> _WORK ITEM_:
In the following material, identify every line holding the string "background" and return it.

> _LISTED ENTRIES_:
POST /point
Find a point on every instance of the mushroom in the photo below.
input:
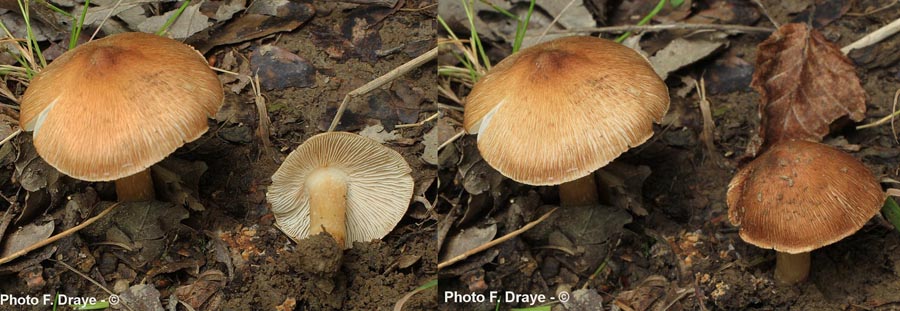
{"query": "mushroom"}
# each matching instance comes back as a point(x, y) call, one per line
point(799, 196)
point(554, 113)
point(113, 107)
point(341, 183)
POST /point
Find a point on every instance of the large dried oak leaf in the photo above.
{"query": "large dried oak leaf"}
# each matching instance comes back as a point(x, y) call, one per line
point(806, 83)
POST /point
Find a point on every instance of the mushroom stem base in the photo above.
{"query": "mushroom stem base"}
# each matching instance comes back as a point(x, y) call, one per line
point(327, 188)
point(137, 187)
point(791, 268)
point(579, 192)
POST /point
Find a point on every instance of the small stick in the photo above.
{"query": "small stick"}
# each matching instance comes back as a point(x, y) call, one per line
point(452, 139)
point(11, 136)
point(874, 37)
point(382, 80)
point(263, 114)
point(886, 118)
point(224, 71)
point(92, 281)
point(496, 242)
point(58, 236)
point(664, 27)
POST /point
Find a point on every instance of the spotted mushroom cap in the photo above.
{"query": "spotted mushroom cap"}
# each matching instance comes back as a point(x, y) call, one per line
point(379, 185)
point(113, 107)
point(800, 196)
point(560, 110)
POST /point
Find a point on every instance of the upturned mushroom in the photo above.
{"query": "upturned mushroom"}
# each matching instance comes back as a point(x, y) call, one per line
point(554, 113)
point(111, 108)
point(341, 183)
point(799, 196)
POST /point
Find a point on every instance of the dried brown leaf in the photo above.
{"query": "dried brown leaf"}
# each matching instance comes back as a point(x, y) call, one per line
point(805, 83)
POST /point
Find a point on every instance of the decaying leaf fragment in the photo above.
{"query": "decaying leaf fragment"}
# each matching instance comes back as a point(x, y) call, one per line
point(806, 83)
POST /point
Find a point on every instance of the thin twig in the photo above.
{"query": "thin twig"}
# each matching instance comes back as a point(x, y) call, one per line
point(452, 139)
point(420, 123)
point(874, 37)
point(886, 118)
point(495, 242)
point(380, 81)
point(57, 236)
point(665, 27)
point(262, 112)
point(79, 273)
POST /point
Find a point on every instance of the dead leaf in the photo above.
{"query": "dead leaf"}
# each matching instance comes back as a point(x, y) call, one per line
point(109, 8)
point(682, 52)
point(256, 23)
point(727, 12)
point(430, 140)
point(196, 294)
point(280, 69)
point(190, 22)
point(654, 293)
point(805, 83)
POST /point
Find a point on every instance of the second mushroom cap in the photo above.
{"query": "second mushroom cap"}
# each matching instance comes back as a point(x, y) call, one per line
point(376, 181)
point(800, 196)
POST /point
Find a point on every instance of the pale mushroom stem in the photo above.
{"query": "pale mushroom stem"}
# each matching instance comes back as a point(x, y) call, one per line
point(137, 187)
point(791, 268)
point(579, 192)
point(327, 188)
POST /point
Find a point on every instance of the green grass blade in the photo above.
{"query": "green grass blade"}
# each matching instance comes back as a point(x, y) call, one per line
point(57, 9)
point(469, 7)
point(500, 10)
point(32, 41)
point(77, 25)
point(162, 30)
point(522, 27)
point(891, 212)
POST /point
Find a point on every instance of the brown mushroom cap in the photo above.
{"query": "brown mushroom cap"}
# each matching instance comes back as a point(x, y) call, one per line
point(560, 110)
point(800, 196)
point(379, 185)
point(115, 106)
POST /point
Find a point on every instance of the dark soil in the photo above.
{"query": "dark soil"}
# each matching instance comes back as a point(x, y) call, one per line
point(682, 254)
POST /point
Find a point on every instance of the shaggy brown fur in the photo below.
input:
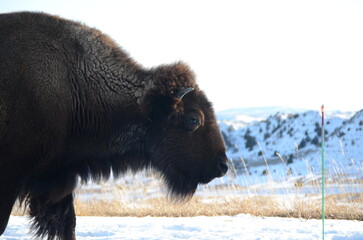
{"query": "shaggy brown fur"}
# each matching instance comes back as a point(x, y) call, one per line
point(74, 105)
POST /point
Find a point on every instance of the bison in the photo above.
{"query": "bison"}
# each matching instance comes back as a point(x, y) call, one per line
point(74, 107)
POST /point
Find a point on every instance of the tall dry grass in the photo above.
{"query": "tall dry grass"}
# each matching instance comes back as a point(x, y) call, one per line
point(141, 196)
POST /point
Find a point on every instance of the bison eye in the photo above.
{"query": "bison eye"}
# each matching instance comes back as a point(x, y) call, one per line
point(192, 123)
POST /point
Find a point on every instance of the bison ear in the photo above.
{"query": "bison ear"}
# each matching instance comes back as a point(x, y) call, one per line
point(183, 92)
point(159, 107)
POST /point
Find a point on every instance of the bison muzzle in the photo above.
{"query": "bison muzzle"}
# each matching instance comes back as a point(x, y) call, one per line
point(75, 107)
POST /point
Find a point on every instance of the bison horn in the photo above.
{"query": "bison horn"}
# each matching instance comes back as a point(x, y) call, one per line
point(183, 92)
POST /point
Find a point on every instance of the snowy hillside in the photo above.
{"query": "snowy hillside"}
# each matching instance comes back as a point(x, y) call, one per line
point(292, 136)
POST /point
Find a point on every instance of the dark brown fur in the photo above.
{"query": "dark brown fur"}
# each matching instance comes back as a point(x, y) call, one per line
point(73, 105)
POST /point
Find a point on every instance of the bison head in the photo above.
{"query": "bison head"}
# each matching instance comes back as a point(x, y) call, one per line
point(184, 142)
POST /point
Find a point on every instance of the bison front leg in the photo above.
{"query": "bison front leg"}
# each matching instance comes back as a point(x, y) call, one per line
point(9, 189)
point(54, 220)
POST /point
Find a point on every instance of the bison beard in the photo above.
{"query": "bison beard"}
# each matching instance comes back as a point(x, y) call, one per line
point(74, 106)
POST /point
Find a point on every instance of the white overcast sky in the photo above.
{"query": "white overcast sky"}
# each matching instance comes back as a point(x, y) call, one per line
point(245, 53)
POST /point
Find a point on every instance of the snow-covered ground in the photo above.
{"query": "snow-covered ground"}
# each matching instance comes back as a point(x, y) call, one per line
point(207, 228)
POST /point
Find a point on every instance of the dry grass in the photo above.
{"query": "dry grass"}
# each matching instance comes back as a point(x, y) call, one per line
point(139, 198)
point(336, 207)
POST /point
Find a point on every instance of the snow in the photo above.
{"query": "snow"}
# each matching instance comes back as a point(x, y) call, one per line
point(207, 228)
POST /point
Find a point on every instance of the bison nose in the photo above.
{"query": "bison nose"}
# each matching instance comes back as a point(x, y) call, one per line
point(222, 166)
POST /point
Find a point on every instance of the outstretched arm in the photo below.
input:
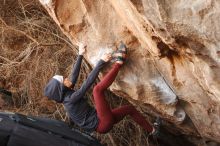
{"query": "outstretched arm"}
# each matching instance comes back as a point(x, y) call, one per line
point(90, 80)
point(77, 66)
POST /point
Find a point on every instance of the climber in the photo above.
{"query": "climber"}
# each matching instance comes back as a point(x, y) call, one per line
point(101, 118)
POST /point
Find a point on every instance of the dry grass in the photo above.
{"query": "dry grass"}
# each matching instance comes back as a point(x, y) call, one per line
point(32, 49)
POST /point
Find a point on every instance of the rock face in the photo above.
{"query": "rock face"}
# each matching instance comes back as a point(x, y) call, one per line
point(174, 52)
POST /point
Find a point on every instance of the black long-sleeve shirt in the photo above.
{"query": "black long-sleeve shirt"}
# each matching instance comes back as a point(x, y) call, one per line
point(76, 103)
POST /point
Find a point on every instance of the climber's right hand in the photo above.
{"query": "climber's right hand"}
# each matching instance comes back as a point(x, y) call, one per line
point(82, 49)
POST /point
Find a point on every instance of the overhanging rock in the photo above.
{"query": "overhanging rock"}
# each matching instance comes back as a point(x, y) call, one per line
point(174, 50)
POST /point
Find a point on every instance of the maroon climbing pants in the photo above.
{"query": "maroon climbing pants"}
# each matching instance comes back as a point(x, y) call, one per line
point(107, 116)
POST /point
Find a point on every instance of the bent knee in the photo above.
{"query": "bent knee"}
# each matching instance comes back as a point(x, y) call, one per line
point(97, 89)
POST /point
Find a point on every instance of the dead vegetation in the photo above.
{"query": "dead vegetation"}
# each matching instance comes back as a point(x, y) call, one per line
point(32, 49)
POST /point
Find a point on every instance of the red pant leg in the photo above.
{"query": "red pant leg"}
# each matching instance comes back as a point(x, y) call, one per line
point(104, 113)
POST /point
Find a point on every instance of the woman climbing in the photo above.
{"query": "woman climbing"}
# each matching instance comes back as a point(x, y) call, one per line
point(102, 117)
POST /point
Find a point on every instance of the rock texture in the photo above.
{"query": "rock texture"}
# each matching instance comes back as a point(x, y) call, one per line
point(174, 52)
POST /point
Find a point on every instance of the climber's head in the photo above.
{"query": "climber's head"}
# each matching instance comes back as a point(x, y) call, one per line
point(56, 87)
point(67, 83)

--

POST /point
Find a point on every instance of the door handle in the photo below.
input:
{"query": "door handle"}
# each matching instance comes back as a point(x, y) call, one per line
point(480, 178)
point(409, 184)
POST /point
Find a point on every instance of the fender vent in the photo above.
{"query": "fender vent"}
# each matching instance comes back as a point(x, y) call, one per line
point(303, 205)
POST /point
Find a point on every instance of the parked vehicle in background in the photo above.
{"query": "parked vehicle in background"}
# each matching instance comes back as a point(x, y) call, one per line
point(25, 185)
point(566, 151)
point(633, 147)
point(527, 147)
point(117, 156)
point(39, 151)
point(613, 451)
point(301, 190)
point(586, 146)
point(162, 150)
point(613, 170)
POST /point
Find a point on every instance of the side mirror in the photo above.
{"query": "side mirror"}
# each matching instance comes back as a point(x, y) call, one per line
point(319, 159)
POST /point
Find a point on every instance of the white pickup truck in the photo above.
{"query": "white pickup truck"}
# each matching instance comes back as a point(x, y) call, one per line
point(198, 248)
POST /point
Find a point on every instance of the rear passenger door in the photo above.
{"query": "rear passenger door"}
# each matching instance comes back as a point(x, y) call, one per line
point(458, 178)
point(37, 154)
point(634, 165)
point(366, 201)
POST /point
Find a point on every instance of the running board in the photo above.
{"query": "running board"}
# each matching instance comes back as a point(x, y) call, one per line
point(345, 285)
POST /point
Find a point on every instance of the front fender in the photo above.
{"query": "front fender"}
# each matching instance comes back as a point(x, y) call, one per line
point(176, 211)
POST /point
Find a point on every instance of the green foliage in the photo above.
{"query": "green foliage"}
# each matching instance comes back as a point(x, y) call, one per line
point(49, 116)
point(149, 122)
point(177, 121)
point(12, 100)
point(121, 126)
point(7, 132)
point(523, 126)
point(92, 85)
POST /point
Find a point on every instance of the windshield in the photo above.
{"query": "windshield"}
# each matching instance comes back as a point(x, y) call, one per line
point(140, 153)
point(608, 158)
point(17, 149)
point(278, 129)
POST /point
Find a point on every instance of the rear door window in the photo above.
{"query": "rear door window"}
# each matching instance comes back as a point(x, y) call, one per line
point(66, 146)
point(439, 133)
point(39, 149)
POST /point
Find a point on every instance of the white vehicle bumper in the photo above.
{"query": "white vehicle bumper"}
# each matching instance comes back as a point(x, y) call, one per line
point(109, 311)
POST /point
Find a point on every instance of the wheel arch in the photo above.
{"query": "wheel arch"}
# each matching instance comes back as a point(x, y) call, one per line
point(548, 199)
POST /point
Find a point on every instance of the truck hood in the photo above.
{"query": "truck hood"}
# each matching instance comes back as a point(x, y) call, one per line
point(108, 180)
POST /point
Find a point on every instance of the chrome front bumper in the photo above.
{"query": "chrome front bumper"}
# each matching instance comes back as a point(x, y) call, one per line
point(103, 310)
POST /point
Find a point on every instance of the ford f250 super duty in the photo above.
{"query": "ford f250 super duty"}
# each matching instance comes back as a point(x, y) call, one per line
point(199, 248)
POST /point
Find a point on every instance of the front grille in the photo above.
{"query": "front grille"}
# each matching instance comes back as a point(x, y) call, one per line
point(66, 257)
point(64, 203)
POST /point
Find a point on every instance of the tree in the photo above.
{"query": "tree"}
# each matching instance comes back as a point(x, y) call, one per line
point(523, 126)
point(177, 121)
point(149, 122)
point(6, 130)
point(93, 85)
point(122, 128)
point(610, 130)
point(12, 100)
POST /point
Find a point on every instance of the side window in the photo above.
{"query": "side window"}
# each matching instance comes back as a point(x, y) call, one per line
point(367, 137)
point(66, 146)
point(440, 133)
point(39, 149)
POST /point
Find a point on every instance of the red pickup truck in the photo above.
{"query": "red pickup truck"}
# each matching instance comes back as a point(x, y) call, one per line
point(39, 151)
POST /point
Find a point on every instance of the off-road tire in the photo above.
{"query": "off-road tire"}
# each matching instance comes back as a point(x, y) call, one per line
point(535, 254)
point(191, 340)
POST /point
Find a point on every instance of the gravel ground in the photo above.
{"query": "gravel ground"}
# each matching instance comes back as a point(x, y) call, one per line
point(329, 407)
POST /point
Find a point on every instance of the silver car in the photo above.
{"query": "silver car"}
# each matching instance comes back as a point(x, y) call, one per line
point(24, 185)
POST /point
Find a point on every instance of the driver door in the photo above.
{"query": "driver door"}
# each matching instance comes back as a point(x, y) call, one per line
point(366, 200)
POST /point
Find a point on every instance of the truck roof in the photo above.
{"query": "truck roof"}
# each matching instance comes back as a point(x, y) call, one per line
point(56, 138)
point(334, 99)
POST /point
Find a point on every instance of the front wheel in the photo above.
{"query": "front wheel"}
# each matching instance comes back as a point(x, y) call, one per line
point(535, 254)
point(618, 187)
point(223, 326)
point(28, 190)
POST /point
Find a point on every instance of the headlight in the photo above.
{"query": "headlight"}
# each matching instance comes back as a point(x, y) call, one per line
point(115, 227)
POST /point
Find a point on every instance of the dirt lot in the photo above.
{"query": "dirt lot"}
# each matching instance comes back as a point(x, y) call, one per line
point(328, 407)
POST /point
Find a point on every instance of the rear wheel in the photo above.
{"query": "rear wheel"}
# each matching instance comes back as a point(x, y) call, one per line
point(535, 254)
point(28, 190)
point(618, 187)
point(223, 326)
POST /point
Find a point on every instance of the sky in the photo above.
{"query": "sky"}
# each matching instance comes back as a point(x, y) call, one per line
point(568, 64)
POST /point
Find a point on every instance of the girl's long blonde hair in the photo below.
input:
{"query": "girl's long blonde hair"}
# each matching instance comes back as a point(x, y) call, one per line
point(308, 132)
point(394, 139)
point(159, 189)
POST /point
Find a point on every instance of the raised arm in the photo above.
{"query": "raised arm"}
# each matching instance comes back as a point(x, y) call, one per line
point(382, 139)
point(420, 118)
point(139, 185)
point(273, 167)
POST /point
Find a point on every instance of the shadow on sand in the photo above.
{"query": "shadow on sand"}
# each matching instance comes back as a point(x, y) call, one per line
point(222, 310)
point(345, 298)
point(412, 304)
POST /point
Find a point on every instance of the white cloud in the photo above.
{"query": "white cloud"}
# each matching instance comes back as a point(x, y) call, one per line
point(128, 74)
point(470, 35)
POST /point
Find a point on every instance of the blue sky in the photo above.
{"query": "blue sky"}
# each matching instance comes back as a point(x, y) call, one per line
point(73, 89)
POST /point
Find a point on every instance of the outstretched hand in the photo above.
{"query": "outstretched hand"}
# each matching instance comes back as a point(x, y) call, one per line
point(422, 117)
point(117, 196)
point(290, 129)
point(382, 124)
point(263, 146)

==

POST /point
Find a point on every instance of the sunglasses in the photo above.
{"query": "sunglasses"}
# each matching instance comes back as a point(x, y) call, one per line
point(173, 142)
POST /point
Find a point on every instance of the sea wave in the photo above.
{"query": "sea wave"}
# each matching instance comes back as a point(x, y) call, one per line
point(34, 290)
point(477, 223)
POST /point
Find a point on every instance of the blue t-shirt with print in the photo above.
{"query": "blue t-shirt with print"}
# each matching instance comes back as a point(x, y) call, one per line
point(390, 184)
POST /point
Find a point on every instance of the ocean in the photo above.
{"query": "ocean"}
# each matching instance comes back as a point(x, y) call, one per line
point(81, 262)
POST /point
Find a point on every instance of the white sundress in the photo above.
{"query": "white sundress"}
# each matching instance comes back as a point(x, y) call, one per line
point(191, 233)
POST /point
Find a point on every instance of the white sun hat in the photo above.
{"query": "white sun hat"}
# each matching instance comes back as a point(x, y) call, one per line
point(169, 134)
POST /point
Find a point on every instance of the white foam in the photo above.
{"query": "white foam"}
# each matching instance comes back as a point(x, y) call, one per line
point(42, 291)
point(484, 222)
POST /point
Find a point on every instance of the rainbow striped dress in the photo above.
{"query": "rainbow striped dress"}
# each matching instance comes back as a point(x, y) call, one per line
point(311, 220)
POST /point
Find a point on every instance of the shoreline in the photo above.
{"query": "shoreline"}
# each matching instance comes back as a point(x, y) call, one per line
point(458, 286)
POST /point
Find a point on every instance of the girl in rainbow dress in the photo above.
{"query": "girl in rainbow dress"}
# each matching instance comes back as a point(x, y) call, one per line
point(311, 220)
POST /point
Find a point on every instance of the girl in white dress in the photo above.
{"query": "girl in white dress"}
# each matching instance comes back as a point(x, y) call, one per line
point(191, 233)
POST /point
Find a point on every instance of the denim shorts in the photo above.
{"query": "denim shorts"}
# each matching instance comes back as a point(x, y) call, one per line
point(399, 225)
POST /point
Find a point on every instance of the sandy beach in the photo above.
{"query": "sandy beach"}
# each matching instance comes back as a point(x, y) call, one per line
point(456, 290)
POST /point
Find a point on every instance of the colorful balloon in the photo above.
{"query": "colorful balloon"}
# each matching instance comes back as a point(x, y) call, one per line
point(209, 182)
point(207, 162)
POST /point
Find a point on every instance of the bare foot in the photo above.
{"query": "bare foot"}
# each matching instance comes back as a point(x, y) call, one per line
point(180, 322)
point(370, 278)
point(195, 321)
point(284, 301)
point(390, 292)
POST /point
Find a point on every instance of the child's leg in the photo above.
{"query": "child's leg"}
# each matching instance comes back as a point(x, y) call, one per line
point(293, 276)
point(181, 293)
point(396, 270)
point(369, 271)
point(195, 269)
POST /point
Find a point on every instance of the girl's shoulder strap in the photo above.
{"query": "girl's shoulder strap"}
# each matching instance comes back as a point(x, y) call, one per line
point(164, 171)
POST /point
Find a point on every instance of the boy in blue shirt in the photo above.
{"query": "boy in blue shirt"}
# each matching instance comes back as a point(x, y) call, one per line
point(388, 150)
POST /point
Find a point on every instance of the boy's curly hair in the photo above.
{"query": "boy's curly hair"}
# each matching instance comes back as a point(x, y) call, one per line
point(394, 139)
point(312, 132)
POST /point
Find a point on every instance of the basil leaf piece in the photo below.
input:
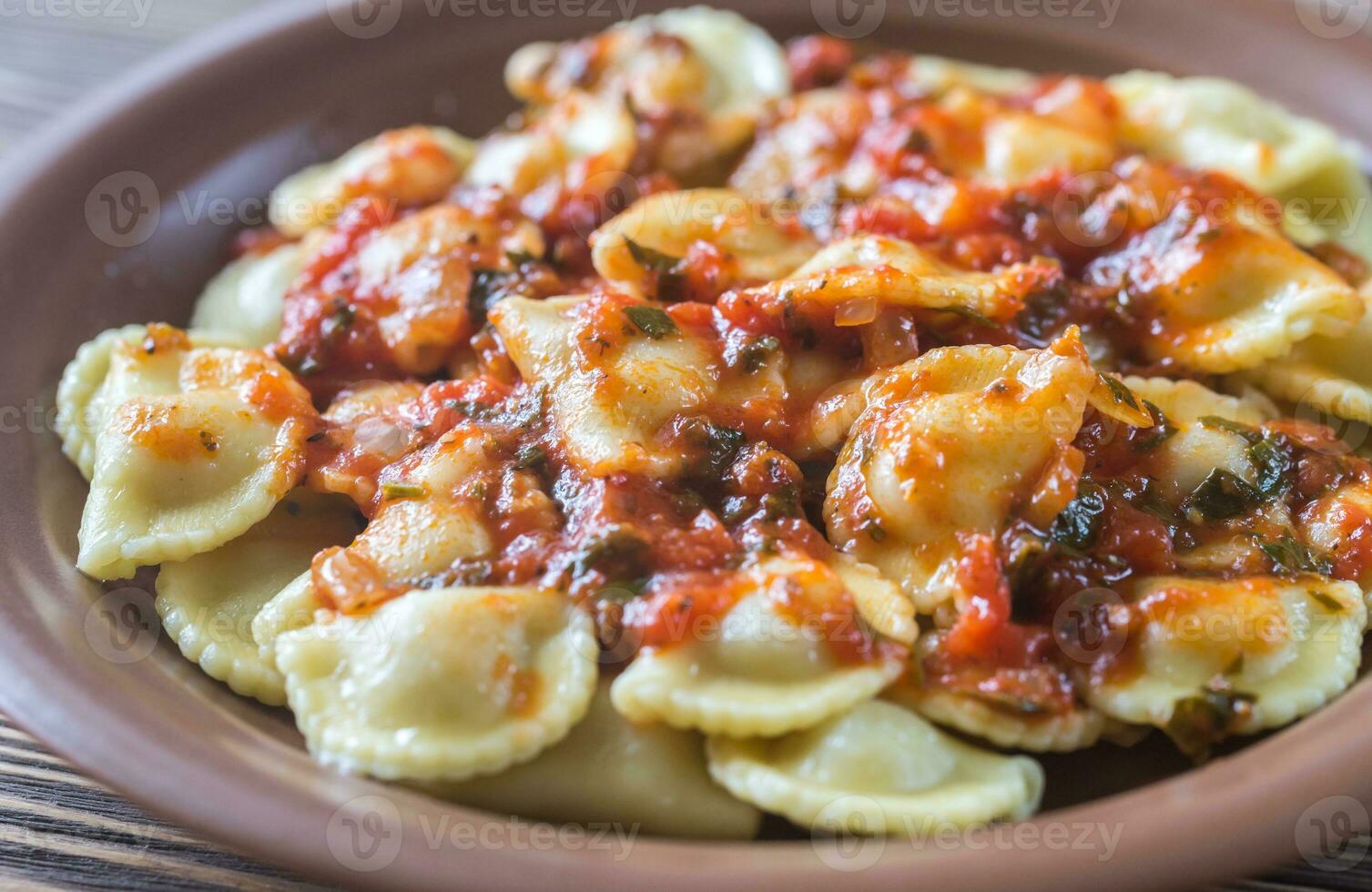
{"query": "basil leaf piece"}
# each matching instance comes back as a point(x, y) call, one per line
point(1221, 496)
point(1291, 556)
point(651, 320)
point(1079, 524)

> _TASK RESPONSE_:
Find a point on every instance of the parked vehicle in background in the photo above.
{"query": "parked vehicle in background"}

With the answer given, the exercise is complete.